▸ TO DO: In the text on factors that affect learning, what did the Baseball Study by Recht & Leslie show?

▸ TEXT FOR ANALYSIS:
--------------------------------------------------

Furthermore, the concept from Schema theory also influences how we understand the way information gets sorted, recalled, and used. According to the schema theory, we used our prior knowledge in understanding and associating the information that was presented to us. We make sense of what happens by recalling past experiences to interpret and guide how we solve problems. The richer our knowledge base is, the faster we can learnThis influences learnability. The “Baseball Study” by Recht & Leslie shows that students with more background knowledge about baseball comprehended and recalled a baseball-themed passage much better, even outperforming more skilled readers who lacked that background.

=== Motivation and emotions ===
Motivation and emotion also play a critical role in influencing the ability to learn for individuals. Motivation directs behavior and influences persistence. For example, intrinsic motivation (e.g., curiosity, sense of purpose) linked to deeper engagement and long-term learning, while extrinsic motivation can boost performance but may not sustain learning. Emotions modulate attention, memory, and problem-solving. Positive emotions (e.g., enjoyment, pride) enhance self-regulation and learning strategies, whereas negative emotions (e.g., anxiety, boredom) may impair these processes, though mild anxiety can sometimes heighten extrinsic motivation to avoid failure.

=== Biological progression ===
Biological progression also shape learning ability, particularly age-related changes in cognitive processing, sensory function, and motivation. For example, fluid intelligence follows a biological progression, typically peaking in early adulthood and gradually declining with age, while crystallized intelligence progresses differently, increasing through midlife and remaining stable into later adulthood.

Several additional cognitive and sensory changes influence learning:

- Working memory capacity declines gradually after midlife, reducing the ability to juggle multiple new ideas at once.
- Processing speed slows with age, requiring more time to absorb and respond to new information.

--------------------------------------------------

Natural language descriptions of regions
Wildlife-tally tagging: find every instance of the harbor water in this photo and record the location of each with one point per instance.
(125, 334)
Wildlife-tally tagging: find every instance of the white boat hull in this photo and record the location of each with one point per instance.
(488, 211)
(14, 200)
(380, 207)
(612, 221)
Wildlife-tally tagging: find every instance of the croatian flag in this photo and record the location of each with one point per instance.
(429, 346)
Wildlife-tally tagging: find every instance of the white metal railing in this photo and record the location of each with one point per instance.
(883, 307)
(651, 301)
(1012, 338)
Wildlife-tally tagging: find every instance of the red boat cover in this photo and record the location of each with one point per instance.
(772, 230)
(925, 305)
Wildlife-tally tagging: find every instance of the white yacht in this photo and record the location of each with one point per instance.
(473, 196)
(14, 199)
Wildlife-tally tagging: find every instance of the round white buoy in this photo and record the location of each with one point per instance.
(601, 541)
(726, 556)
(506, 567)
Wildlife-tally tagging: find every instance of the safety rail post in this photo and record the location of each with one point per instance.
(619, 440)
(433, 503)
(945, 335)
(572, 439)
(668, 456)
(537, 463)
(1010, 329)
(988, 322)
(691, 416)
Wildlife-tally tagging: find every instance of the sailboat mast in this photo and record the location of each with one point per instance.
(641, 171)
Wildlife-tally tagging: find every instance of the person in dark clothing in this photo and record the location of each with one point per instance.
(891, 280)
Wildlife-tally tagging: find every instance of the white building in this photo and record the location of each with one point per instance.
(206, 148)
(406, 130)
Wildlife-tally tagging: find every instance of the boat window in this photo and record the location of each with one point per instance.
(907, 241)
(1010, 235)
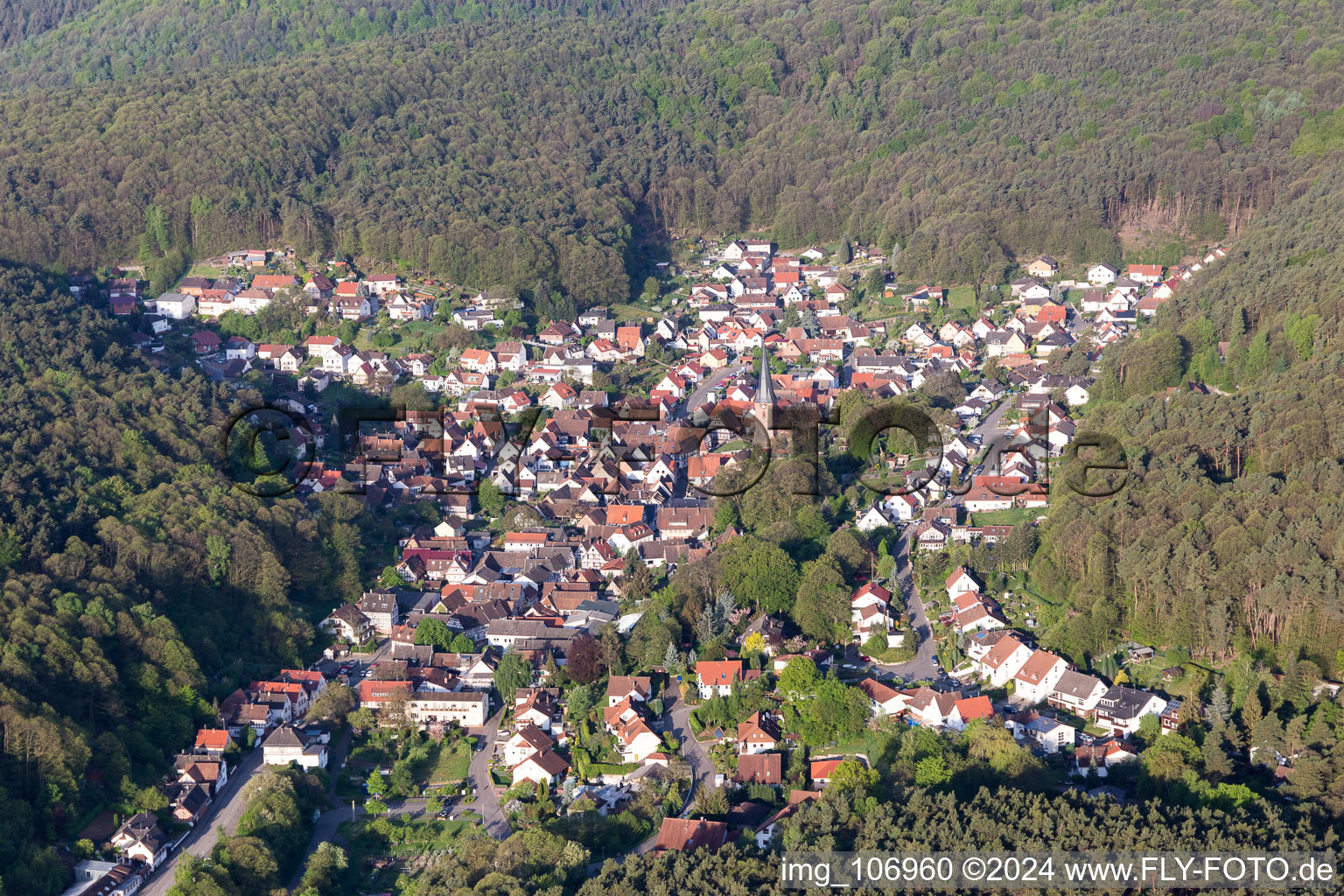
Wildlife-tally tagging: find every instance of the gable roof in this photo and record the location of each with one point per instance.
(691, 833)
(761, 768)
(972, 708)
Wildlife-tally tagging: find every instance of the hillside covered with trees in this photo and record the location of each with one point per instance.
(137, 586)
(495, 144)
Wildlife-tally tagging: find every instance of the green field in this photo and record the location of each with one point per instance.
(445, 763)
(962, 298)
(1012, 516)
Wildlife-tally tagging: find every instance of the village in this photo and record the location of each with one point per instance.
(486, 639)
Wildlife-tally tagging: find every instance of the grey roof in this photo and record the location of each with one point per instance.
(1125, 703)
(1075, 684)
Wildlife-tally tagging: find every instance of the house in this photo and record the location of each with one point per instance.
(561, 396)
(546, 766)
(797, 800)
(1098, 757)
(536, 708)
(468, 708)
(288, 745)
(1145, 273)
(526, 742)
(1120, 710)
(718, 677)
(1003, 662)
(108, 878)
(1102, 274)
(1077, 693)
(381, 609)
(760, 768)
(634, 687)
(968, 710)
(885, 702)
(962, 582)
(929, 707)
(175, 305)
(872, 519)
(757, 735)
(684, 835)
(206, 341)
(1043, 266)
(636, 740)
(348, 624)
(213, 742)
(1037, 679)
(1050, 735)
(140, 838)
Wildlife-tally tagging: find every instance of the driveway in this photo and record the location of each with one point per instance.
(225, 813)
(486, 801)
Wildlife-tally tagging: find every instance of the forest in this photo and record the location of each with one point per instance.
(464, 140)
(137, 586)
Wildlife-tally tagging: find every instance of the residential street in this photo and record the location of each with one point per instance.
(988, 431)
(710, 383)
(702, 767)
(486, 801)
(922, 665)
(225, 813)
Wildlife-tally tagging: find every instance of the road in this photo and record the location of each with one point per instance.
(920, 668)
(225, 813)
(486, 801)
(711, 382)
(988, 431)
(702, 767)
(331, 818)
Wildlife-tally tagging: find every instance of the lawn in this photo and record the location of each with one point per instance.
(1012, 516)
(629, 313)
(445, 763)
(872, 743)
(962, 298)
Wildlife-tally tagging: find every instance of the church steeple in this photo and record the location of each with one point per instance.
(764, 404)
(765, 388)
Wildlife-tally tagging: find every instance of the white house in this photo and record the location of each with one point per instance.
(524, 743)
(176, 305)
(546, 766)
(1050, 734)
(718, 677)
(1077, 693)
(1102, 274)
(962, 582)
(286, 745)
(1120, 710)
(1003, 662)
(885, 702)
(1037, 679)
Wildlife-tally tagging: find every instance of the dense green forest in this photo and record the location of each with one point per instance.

--------------------------------------------------

▸ RESPONSE FOR THIS EXERCISE: Students with more background knowledge about baseball comprehended and recalled a baseball-themed passage much better, even outperforming more skilled readers who lacked that background.